Given request
Repeat all of the saved entries below, line for line, without changing anything.

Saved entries
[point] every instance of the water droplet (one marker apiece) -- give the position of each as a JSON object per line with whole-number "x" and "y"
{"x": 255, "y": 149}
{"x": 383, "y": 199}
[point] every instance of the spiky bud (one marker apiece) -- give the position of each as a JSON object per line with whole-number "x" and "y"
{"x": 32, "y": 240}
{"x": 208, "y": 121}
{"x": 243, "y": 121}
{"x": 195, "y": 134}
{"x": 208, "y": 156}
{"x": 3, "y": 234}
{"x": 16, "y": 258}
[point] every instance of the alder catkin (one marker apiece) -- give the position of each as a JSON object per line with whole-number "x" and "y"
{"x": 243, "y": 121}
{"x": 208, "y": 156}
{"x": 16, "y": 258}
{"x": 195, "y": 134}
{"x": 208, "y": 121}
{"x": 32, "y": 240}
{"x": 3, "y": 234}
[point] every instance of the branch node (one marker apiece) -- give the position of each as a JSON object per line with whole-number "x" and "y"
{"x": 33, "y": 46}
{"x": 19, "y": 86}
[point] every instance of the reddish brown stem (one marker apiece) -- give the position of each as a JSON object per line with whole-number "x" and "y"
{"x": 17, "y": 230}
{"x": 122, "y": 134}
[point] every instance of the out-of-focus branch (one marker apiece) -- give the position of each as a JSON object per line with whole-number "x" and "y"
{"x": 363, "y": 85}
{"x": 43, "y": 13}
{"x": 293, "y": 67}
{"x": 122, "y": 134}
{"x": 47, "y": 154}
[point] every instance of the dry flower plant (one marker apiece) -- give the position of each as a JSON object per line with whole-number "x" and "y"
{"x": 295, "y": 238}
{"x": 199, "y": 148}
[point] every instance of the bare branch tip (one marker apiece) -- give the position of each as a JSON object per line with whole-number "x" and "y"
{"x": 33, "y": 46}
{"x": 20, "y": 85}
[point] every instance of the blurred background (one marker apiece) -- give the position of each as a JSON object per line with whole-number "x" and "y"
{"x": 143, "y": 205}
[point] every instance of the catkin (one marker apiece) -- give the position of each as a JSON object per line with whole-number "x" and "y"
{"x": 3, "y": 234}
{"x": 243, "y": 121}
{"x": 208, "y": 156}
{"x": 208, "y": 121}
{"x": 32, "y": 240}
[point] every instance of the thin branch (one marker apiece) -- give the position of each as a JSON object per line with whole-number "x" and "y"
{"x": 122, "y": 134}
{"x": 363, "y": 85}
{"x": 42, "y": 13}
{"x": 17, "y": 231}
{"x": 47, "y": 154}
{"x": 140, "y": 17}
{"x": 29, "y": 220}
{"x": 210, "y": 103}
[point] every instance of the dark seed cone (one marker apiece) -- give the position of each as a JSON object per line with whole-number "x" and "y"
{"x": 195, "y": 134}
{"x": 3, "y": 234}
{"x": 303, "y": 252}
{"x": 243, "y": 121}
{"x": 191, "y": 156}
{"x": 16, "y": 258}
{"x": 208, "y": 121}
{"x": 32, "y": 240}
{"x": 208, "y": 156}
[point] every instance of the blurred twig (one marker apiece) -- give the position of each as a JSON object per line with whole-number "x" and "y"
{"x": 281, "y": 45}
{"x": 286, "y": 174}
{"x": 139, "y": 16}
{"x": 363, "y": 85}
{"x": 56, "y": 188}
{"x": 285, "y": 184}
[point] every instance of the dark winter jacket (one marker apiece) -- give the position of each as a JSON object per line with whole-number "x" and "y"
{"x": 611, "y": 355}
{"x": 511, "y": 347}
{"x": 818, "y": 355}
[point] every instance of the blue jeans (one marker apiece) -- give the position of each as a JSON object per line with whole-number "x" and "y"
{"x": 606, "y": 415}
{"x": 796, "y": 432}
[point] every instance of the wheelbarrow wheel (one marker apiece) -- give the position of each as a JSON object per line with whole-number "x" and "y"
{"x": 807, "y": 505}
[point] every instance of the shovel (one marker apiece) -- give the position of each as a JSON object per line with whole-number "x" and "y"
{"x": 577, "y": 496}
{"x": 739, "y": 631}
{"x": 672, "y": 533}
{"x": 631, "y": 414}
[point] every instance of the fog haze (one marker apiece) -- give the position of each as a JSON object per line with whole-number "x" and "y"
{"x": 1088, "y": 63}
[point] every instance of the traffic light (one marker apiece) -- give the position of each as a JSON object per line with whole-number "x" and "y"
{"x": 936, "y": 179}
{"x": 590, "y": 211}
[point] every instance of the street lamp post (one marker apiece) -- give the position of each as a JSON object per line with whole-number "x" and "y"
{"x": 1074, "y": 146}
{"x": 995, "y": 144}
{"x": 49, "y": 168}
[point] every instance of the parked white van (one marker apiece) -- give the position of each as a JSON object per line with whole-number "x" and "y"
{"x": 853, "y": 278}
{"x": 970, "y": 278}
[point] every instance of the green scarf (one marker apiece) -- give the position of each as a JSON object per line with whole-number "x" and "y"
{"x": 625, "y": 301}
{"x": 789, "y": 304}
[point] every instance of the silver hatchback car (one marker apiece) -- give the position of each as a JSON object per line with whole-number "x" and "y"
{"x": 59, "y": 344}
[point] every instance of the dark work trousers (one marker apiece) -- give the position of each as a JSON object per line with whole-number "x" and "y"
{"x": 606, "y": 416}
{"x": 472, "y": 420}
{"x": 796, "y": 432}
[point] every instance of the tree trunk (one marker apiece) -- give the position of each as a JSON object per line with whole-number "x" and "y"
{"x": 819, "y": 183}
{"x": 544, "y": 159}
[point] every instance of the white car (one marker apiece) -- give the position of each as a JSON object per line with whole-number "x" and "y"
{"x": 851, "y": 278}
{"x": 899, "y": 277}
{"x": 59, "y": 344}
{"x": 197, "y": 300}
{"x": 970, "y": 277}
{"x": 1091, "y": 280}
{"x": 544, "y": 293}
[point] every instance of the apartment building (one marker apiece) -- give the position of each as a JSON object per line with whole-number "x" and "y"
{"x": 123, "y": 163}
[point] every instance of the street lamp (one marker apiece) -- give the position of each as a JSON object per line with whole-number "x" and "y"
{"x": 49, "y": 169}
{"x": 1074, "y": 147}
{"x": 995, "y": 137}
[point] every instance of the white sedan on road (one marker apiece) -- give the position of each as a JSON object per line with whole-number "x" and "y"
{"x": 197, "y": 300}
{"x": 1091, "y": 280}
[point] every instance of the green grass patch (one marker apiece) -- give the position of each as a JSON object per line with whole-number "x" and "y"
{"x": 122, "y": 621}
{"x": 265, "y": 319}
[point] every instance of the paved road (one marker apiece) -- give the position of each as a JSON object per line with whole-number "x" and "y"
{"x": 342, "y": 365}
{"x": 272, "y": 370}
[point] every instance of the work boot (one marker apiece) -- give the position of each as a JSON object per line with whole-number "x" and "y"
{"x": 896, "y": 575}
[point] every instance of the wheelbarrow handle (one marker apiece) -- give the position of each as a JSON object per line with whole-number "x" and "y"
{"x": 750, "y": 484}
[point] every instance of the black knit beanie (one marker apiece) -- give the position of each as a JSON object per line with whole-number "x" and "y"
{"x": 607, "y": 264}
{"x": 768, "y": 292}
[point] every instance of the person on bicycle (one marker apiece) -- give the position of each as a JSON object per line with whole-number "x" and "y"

Solution below
[point] every instance of the water droplet (one marker apiece) -- give the position of each as a JSON object per line with whole-number "x" and "y"
{"x": 255, "y": 149}
{"x": 383, "y": 199}
[point] every instance of the spiky bud (one marker apiece) -- give the position of each as a JSON object per line with whole-number "x" and "y"
{"x": 32, "y": 240}
{"x": 208, "y": 121}
{"x": 243, "y": 121}
{"x": 195, "y": 134}
{"x": 208, "y": 156}
{"x": 3, "y": 234}
{"x": 16, "y": 258}
[point] every instance of the alder catkin (one marker apiece) -- give the position of each as a JSON object per line with whole-number "x" and "y"
{"x": 243, "y": 121}
{"x": 208, "y": 156}
{"x": 16, "y": 258}
{"x": 195, "y": 134}
{"x": 208, "y": 121}
{"x": 32, "y": 240}
{"x": 3, "y": 234}
[point] every instance of the branch node (one marker apiece) -- give the position of each as a JSON object per line with whole-number "x" and "y"
{"x": 33, "y": 46}
{"x": 19, "y": 86}
[point] every instance of the reddish brown stem (one marker apiece) -- give the position of each as a JSON object per line with whole-number "x" and "y"
{"x": 17, "y": 230}
{"x": 122, "y": 134}
[point] every instance of the out-of-focus branch (one marker apiece) -- give the position of each as a JSON object per line with whole-number "x" and "y"
{"x": 363, "y": 85}
{"x": 43, "y": 13}
{"x": 293, "y": 67}
{"x": 122, "y": 134}
{"x": 47, "y": 154}
[point] every instance of the dry flower plant (one marker apiece) -- give the position of each as a JSON object per line with whole-number "x" and "y"
{"x": 295, "y": 238}
{"x": 199, "y": 148}
[point] every instance of the bare branch tip (one marker apiece) -- give the position of each as a JSON object per line with whole-number "x" and "y"
{"x": 33, "y": 46}
{"x": 20, "y": 85}
[point] every instance of the blurred background (one marker apiece) -- give the position of each as a JSON object per line with whole-number "x" and "y"
{"x": 143, "y": 205}
[point] every instance of the catkin (one marker apiece) -- give the position of each as a JSON object per line with whole-number "x" and "y"
{"x": 3, "y": 234}
{"x": 243, "y": 121}
{"x": 208, "y": 156}
{"x": 208, "y": 121}
{"x": 32, "y": 240}
[point] every instance of the thin branch (one marker apiece) -- give the position of each as a JSON object per line with whole-number "x" and "y"
{"x": 122, "y": 134}
{"x": 363, "y": 85}
{"x": 42, "y": 13}
{"x": 17, "y": 231}
{"x": 47, "y": 154}
{"x": 140, "y": 17}
{"x": 29, "y": 220}
{"x": 210, "y": 103}
[point] every instance of the dark seed cone (one marker apiece) -- give the position of each as a JSON object per line with whole-number "x" and "y"
{"x": 195, "y": 134}
{"x": 3, "y": 234}
{"x": 303, "y": 252}
{"x": 243, "y": 121}
{"x": 191, "y": 156}
{"x": 16, "y": 258}
{"x": 208, "y": 121}
{"x": 32, "y": 240}
{"x": 208, "y": 156}
[point] every instance of the blurred twig (one marker apiece) -- give the position of each as a JSON object per line with whole-number "x" and "y"
{"x": 281, "y": 45}
{"x": 286, "y": 174}
{"x": 139, "y": 16}
{"x": 363, "y": 85}
{"x": 56, "y": 188}
{"x": 285, "y": 184}
[point] every instance of the dark winter jacket (one marker apiece) -- give the position of each as a JSON object per line with whole-number "x" and "y"
{"x": 611, "y": 355}
{"x": 511, "y": 347}
{"x": 818, "y": 355}
[point] every instance of the blue jeans (one marker apiece) -- give the position of each as a JSON object per line with whole-number "x" and "y"
{"x": 606, "y": 415}
{"x": 796, "y": 432}
[point] every instance of the wheelbarrow wheel (one marker apiece) -- give the position of each as a JSON object per line with whole-number "x" and "y"
{"x": 807, "y": 505}
[point] every instance of the shovel (one marker apiece) -- give the position of each as a JSON object per line with whole-number "x" and "y"
{"x": 577, "y": 496}
{"x": 739, "y": 631}
{"x": 672, "y": 533}
{"x": 631, "y": 414}
[point] every instance of the fog haze (one marker apiece) -- give the position of each as a JSON object per line with whole-number "x" and "y"
{"x": 1088, "y": 63}
[point] every instance of the traffic light (one marker apiece) -- give the position of each as a JSON object per line with whole-number "x" and "y"
{"x": 936, "y": 179}
{"x": 590, "y": 211}
[point] every instance of the street lamp post (one marker apiece) -- give the position of each as a JSON object per line with whole-number "x" and "y"
{"x": 1074, "y": 146}
{"x": 995, "y": 144}
{"x": 49, "y": 168}
[point] every instance of the parked white van (one marker apiece) -- give the position of each as a JSON object per line with whole-number "x" and "y"
{"x": 853, "y": 278}
{"x": 970, "y": 278}
[point] every instance of the green scarf (one marker apiece) -- give the position of each as a JSON object per line with whole-number "x" and "y"
{"x": 625, "y": 301}
{"x": 789, "y": 304}
[point] every instance of the silver hatchback car (one marker apiece) -- give the position of each as a JSON object per line with whole-number "x" and "y"
{"x": 59, "y": 344}
[point] every instance of the dark work trousers (one marker apiece) -- give the position of each as a JSON object per line with whole-number "x" and "y"
{"x": 606, "y": 416}
{"x": 472, "y": 420}
{"x": 796, "y": 432}
[point] every instance of the tree trunk (one marker apiece) -- give the position of each as a JSON object per line with whole-number "x" and "y"
{"x": 819, "y": 183}
{"x": 544, "y": 159}
[point] every instance of the white car (one marker apiece) -- give the position of each as a JSON object per line with whole-number "x" and "y"
{"x": 851, "y": 278}
{"x": 899, "y": 277}
{"x": 59, "y": 344}
{"x": 197, "y": 300}
{"x": 970, "y": 277}
{"x": 1091, "y": 280}
{"x": 544, "y": 293}
[point] every instance of the apartment building (one marker apiece) -- give the position of each as a JSON object per line with whole-number "x" and "y"
{"x": 123, "y": 163}
[point] every instance of the street lamp (one marker apiece) -- give the position of each as a JSON object per line with whole-number "x" and "y"
{"x": 49, "y": 169}
{"x": 1074, "y": 147}
{"x": 995, "y": 137}
[point] every instance of the white sedan on road (one marker apiece) -- give the position of each as a JSON object per line with whole-number "x" and "y"
{"x": 197, "y": 300}
{"x": 1091, "y": 280}
[point] every instance of the green grass patch (one marker apiece) -- give the position of each as a JSON object per line with whole-number "x" and "y"
{"x": 122, "y": 621}
{"x": 265, "y": 319}
[point] every instance of the paved road (one marker apiece) -- give the position of each as a JSON object per line with whole-number "x" and "y"
{"x": 342, "y": 365}
{"x": 272, "y": 370}
[point] every instance of the work boot (one marker apiece) -- give the position of each as a JSON object per line with whole-number "x" and "y"
{"x": 896, "y": 575}
[point] every instance of the wheelbarrow handle (one marker apiece) -- give the position of each as a JSON object per line with whole-number "x" and "y"
{"x": 750, "y": 484}
[point] every instance of the black knit beanie (one marker apiece) -- give the position of each as a JSON object per line with whole-number "x" and "y"
{"x": 607, "y": 264}
{"x": 768, "y": 292}
[point] every instance of the person on bicycle (one marker apiece) -- give the position of each as a JSON object per line with whole-number "x" and "y"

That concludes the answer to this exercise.